__Teks Halaman__:
Sukabumi, Suaranusantara.co – Ini memang bukan cerita baru. Tetapi masih patut di baca untuk memuaskan dahaga akan rekreasi pada masa pandemi dan libur lebaran seperti ini. Sebab hampir semua tempat wisata belum beroperasi optimal. Bahkan ada yang masih tutup.
Ceritanya, kami mau mengisi waktu liburan sekolah anak-anak pada 2019. Syaratnya harus sesui anggaran yang cekak alias terjangkau. Maka kami pilih melipir ke Bogor saja. Mula-mula ke Taman Safari. Setelah seharian melihat berbagai jenis hewan, kami pulang dan menginap di sebuah hotel di kota hujan itu.
Keesokan harinya kami hendak kembali ke Jakarta. Tiba-tiba di tengah jalan, muncul ide. Melanjutkan perjalanan ke Sukabumi. Maka meluncurlah ke sana sekaligus mencicipi tol Bogor-Sukabumi yang belum lama diresmikan Presiden Joko Widodo (Jokowi). Perjalanan ke sana cukup santai dan tidak macet.
Sejak putuskan ke Sukabumi, tujuan kami adalah tempat wisata Situ Gunung. Di sana ada tiga tempat yang perlu dilihat. Situ Gunung, Jembatan Gantung, dan curug atau air terjun. Karena baru pertama, kami mengikuti saja panduan Googlemap.

__Tugas Anda__:
**A)** Dalam teks tentang perjalanan ke Sukabumi, apa saja tiga tempat yang perlu dilihat di kawasan wisata Situ Gunung?
**B)** Salin bagian teks tentang perjalanan ke Sukabumi secara persis, mulai dari "Ceritanya, kami mau" dan terus hingga "dan tidak macet.".
**C)** Lanjutkan cerita perjalanan wisata ke Sukabumi setelah kalimat terakhir yang ditampilkan.

__Informasi Tercatat__:
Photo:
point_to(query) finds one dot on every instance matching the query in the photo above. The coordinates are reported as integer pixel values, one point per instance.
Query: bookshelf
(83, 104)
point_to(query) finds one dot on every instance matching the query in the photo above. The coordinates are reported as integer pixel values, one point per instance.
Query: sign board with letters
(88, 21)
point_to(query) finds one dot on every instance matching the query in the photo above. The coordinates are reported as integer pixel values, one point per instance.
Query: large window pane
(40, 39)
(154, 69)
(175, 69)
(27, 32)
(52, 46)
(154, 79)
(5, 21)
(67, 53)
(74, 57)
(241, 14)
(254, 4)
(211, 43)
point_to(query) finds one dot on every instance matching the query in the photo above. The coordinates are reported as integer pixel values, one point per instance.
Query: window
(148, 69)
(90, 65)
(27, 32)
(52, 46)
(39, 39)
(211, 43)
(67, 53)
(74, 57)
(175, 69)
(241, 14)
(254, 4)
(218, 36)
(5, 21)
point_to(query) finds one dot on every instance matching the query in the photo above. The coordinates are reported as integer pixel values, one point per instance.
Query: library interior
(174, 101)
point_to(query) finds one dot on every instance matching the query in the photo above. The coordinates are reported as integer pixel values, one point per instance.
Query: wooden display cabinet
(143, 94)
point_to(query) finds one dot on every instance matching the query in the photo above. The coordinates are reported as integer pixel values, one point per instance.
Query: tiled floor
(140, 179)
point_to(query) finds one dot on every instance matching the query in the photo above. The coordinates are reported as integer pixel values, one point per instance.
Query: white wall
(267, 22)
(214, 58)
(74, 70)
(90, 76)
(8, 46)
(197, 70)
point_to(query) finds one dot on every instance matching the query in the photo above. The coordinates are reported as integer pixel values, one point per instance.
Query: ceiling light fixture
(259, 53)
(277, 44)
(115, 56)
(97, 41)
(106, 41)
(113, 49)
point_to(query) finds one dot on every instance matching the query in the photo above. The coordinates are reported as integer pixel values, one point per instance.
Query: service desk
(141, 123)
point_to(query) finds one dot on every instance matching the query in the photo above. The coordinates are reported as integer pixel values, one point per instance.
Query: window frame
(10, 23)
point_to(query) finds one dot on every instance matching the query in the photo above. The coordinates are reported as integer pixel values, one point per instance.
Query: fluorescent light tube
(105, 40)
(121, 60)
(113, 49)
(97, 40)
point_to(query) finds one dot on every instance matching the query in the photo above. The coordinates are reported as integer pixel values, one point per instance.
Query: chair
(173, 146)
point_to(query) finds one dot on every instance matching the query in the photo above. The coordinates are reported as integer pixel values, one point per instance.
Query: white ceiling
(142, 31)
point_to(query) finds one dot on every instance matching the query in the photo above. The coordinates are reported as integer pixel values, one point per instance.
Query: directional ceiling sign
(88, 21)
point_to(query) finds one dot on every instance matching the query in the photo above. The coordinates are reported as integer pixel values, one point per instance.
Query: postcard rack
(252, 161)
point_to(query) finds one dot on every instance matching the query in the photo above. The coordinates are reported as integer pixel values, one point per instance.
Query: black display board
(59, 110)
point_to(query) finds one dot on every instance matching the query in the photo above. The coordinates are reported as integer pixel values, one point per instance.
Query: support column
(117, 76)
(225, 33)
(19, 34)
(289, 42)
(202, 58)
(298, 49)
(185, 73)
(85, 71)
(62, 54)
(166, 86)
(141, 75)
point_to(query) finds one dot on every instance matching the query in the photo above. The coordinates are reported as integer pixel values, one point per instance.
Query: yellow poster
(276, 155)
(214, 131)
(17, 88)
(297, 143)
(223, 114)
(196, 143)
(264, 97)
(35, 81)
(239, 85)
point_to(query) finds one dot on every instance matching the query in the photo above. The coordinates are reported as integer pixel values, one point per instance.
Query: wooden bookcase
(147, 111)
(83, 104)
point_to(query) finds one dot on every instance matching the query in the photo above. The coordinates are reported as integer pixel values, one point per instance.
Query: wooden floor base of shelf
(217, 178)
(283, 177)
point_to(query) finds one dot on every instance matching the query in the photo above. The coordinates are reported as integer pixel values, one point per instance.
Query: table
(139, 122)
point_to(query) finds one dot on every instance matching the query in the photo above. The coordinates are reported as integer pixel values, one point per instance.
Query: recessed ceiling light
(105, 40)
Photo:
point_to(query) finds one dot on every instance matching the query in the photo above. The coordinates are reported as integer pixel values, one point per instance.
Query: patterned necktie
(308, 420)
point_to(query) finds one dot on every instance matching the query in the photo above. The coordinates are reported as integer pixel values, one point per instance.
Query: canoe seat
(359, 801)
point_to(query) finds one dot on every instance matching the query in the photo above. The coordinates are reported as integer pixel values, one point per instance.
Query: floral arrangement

__Jawaban yang Diharapkan__:
**A)** Situ Gunung, Jembatan Gantung, dan curug atau air terjun.

**B)**
Ceritanya, kami mau mengisi waktu liburan sekolah anak-anak pada 2019. Syaratnya harus sesui anggaran yang cekak alias terjangkau. Maka kami pilih melipir ke Bogor saja. Mula-mula ke Taman Safari. Setelah seharian melihat berbagai jenis hewan, kami pulang dan menginap di sebuah hotel di kota hujan itu.
Keesokan harinya kami hendak kembali ke Jakarta. Tiba-tiba di tengah jalan, muncul ide. Melanjutkan perjalanan ke Sukabumi. Maka meluncurlah ke sana sekaligus mencicipi tol Bogor-Sukabumi yang belum lama diresmikan Presiden Joko Widodo (Jokowi). Perjalanan ke sana cukup santai dan tidak macet.

**C)**
Perjalanan tidak terlalu sulit. Jalannya lempeng. Sempat diarahkan lewat jalan tikus sebelum sampai di Kota Sukabumi. Dari sana ke Situ Gunung tidak sukar. Tinggal lurus-lurus saja. Sebelum sampai, kami sempat mampir makan siang di warung makan lesehan pinggir jalan. Lokasinya cukup bagus. Makanannya juga lumayan enak.
Wisata Jembatan Gantung
Setelah kenyang, melanjutkan perjalanan ke tempat tujuan. Sampai di sana sudah siang. Seusai memarkir kendaraan, kami menuju loket pembayaran. Kami memilih langsung ke Jembatan Gantung. Bayarannya Rp 50.000 per orang.
Dari loket ini, wisatawan berjalan kaki di bawah naungan pohon-pohon tinggi Gunung Pangrango. Tidak jauh. Di ujung sana, pengunjung akan masuk ke tempat peristirahatan yang dibuat seperti “stadion”. Tempat duduknya berundak-undak.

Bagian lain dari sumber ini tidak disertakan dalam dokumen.